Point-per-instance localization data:
----
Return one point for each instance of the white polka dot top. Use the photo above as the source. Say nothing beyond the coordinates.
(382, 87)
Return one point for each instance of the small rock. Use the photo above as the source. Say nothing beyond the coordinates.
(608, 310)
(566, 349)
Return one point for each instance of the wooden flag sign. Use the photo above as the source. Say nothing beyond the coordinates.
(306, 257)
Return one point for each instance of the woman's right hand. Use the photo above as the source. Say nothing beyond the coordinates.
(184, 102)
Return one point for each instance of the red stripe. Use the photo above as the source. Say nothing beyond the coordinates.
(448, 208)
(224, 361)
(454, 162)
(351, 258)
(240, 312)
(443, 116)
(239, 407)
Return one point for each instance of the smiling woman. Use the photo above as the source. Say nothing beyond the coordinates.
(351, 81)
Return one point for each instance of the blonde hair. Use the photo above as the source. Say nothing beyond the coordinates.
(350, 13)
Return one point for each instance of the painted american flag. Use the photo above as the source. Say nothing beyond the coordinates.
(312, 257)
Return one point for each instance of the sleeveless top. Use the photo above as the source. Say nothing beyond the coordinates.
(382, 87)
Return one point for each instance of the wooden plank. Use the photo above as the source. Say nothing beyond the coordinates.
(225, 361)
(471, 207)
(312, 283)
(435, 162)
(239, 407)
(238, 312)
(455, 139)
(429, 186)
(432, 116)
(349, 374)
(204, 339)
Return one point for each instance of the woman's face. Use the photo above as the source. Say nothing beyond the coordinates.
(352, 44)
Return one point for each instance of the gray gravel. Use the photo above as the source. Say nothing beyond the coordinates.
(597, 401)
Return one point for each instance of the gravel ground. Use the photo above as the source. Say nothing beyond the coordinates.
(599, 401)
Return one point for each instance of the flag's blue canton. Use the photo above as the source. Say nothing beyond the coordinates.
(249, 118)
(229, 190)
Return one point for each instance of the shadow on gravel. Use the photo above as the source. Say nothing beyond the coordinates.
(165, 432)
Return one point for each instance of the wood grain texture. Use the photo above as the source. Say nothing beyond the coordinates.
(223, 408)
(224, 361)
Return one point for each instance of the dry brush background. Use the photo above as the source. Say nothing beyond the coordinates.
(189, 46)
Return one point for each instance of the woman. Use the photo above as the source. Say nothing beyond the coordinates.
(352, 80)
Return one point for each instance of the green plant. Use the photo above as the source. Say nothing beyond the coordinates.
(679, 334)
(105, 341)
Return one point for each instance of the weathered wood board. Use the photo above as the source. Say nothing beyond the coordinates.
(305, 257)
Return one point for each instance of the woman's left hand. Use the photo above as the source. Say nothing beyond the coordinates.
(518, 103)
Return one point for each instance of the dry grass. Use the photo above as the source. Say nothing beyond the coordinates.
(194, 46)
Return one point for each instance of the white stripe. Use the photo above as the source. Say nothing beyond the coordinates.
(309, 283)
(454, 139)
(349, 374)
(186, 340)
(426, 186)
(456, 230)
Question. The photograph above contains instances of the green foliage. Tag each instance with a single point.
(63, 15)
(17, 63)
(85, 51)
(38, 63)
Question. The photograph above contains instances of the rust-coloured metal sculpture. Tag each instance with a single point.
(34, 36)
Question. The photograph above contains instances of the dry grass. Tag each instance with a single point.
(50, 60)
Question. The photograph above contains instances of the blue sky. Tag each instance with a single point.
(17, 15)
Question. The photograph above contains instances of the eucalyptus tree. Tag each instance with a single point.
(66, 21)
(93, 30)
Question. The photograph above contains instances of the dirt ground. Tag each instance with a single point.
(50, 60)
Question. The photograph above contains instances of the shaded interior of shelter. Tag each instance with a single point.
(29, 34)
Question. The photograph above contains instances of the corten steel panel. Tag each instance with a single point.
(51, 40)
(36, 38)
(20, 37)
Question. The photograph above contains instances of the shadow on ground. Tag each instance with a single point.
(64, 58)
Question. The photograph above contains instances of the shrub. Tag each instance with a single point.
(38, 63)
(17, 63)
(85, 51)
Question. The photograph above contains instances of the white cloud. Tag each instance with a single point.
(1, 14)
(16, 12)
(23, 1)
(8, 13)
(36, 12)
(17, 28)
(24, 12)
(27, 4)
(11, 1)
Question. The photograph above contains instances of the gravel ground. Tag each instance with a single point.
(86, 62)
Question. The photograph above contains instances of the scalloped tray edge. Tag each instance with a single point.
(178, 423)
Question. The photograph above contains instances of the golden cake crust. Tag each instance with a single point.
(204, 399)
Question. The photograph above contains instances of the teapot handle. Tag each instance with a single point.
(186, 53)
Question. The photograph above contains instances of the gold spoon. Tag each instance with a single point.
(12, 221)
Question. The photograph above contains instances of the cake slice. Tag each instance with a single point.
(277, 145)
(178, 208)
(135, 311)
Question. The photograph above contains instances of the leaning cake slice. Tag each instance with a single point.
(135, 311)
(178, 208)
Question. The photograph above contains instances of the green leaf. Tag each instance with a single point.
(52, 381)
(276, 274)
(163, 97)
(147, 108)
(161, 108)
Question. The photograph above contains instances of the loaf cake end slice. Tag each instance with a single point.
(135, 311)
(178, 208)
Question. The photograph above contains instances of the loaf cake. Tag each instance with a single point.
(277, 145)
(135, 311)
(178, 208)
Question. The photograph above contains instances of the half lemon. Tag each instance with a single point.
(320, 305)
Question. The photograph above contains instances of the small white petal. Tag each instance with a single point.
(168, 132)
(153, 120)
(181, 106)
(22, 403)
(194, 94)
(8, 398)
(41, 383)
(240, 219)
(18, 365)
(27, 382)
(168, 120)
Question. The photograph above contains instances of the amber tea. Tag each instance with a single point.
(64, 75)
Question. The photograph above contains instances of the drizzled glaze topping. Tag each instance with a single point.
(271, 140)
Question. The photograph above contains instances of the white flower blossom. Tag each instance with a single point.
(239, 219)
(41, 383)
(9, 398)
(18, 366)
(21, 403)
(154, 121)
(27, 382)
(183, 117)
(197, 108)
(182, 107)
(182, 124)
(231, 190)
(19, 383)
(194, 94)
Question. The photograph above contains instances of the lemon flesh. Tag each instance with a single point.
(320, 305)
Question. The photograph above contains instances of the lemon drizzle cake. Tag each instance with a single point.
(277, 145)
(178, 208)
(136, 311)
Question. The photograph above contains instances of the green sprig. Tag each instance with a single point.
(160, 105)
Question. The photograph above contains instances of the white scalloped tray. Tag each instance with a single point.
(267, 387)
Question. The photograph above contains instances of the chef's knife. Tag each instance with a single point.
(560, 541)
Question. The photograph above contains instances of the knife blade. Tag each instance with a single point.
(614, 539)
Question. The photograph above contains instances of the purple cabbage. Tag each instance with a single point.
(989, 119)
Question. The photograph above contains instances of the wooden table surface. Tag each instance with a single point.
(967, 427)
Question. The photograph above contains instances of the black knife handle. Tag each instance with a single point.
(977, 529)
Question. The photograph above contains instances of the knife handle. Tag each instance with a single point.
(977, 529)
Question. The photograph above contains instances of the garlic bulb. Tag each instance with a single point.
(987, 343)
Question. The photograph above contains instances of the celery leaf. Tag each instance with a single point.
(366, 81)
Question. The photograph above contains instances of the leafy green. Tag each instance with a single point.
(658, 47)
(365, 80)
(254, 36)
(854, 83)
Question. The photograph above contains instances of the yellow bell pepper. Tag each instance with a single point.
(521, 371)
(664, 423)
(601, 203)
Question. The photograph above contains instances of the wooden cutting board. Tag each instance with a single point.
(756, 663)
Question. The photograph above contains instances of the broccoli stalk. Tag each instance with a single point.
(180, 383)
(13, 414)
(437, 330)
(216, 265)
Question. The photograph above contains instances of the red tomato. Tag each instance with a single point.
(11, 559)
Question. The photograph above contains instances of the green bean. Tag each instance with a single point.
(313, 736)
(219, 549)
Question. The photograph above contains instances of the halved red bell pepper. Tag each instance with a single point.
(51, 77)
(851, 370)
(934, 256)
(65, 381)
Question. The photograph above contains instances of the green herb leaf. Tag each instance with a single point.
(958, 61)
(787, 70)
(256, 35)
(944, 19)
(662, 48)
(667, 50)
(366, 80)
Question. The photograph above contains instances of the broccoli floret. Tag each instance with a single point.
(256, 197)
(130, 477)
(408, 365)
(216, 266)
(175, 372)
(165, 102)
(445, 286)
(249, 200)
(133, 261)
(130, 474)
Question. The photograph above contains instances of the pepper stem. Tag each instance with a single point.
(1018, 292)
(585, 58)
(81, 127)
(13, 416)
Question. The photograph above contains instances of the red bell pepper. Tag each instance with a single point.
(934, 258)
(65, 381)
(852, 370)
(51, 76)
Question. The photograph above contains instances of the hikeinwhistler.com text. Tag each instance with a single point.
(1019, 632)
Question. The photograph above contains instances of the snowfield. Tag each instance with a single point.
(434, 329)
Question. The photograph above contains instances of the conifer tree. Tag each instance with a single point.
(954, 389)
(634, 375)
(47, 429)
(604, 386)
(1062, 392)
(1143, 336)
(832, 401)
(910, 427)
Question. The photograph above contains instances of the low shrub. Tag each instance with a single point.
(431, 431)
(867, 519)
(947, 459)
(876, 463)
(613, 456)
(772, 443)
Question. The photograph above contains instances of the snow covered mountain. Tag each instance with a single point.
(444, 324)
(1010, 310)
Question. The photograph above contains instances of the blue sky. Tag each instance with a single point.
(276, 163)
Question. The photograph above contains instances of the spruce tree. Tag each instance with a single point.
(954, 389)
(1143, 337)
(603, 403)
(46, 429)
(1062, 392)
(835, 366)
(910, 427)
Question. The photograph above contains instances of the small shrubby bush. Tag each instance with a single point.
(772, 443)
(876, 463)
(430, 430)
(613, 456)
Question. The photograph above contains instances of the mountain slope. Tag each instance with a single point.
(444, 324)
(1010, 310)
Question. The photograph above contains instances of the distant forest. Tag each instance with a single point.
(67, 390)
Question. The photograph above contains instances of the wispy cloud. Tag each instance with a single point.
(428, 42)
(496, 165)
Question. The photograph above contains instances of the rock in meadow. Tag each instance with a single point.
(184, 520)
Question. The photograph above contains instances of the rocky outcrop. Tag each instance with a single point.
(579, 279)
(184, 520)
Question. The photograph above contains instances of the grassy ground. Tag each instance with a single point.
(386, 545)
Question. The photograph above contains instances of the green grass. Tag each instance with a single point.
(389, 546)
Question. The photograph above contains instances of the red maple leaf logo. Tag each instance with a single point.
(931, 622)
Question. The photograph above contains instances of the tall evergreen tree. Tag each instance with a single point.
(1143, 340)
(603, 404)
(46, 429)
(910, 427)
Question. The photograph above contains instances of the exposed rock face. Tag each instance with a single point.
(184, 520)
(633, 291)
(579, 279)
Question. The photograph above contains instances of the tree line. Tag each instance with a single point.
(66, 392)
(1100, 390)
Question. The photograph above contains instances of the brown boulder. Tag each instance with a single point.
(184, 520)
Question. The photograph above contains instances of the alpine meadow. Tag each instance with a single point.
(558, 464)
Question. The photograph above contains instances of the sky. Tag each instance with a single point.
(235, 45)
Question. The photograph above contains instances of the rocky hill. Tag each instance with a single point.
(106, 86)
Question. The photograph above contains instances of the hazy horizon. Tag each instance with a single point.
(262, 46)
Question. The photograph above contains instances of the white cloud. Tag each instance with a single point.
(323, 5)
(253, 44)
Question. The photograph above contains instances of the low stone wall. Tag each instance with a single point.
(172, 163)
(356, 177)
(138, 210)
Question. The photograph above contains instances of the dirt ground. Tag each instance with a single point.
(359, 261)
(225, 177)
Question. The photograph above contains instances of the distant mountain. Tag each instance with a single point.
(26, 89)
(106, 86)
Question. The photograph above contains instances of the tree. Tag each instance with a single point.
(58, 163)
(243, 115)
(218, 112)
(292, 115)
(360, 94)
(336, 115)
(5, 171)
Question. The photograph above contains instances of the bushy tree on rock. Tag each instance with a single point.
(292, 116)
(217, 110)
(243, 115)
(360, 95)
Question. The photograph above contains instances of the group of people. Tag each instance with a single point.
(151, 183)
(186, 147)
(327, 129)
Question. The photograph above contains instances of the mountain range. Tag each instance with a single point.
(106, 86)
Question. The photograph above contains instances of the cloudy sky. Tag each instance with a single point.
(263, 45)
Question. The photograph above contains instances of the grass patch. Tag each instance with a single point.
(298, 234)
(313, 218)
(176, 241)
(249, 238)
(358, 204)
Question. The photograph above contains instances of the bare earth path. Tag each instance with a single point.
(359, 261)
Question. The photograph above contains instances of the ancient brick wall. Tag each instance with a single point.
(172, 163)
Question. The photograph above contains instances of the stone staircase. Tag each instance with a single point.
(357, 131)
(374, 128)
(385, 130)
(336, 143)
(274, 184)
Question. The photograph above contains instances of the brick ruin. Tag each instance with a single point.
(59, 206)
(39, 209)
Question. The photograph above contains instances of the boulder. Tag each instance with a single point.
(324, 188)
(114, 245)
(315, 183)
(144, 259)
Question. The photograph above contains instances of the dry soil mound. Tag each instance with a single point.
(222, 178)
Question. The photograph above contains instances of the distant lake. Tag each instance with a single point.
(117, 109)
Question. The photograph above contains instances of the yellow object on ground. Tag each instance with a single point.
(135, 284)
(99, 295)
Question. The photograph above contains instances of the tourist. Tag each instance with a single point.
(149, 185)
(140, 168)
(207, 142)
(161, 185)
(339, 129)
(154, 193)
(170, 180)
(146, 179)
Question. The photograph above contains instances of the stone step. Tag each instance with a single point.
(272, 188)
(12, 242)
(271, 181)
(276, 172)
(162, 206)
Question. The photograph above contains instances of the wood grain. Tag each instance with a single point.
----
Set down only these lines, exactly: the one containing "of the boulder." and each line after it through the end of the entries above.

Question. The photograph above contains instances of the boulder. Tag each instance with a single point.
(324, 188)
(114, 245)
(315, 183)
(144, 259)
Question. The photograph above contains instances of the dry soil mound. Tag each instance with a single point.
(222, 178)
Question. The photograph above contains instances of the distant lake. Tag each instance with a single point.
(117, 109)
Question. The photograph above contains instances of the yellow object on ground. Tag each instance with a single point.
(135, 284)
(99, 295)
Question. The photograph above contains instances of the tourist. Tag each instance with a single point.
(149, 185)
(140, 168)
(207, 142)
(161, 185)
(339, 129)
(154, 193)
(170, 180)
(146, 179)
Question. The photograph above contains instances of the stone step. Tag each instance with a single point.
(272, 188)
(12, 242)
(271, 181)
(276, 172)
(162, 206)
Question. The photograph above contains instances of the wood grain. Tag each instance with a single point.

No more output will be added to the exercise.